--- Dataset content ---

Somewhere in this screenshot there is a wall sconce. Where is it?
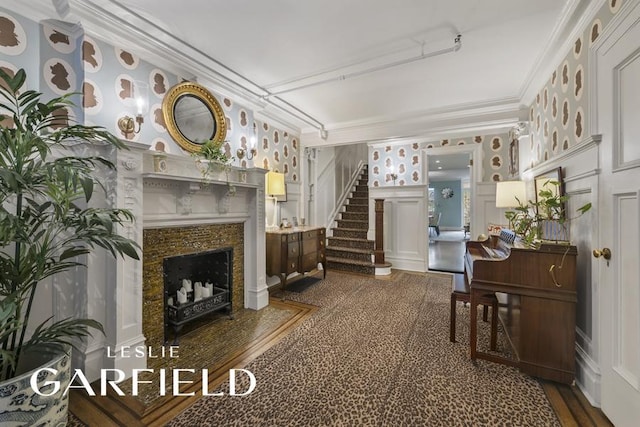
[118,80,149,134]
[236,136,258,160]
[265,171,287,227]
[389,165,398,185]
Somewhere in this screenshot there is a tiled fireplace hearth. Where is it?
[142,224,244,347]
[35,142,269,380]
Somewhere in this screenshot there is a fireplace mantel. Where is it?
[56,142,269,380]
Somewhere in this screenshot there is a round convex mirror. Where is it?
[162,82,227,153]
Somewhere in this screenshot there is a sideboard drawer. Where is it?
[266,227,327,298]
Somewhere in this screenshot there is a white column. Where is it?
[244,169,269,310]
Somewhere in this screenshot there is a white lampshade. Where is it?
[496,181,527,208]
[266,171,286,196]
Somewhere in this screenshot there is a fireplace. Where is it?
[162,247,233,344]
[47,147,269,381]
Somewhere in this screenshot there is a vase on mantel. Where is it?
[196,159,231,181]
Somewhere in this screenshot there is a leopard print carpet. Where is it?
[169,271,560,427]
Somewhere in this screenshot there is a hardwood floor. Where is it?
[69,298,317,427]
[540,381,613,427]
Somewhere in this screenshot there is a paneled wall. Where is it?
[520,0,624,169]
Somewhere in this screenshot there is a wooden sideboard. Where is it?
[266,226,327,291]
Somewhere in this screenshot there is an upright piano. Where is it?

---
--- Dataset content ---

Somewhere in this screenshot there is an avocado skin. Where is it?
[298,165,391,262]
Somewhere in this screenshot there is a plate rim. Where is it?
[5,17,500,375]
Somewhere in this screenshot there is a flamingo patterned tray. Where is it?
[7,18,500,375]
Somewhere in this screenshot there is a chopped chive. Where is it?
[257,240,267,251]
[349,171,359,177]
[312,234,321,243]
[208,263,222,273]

---

Rescale the data above, from the line with "Somewhere in this screenshot there is a wall" up to and including the line with "[266,227,327,298]". Repeat every line in that range, requests included, and multiply each bounding-box coordinate in the answers by 2.05, rounding to whole numbers with halves rounded up. Leave the pictures out.

Somewhere in this screenshot there is a wall sconce. Where is it?
[242,164,305,275]
[484,279,529,328]
[543,351,588,465]
[797,338,816,379]
Somewhere in this screenshot there is a tiled fireplace hearth. Where is it?
[291,459,500,711]
[72,291,551,779]
Somewhere in this screenshot there is a fireplace mantel. Where is it?
[115,291,551,779]
Somewhere in this screenshot there is a round convex mirror. Where is it?
[332,168,465,314]
Somewhere in this screenshot there is a sideboard drawer. Where is it?
[545,465,670,611]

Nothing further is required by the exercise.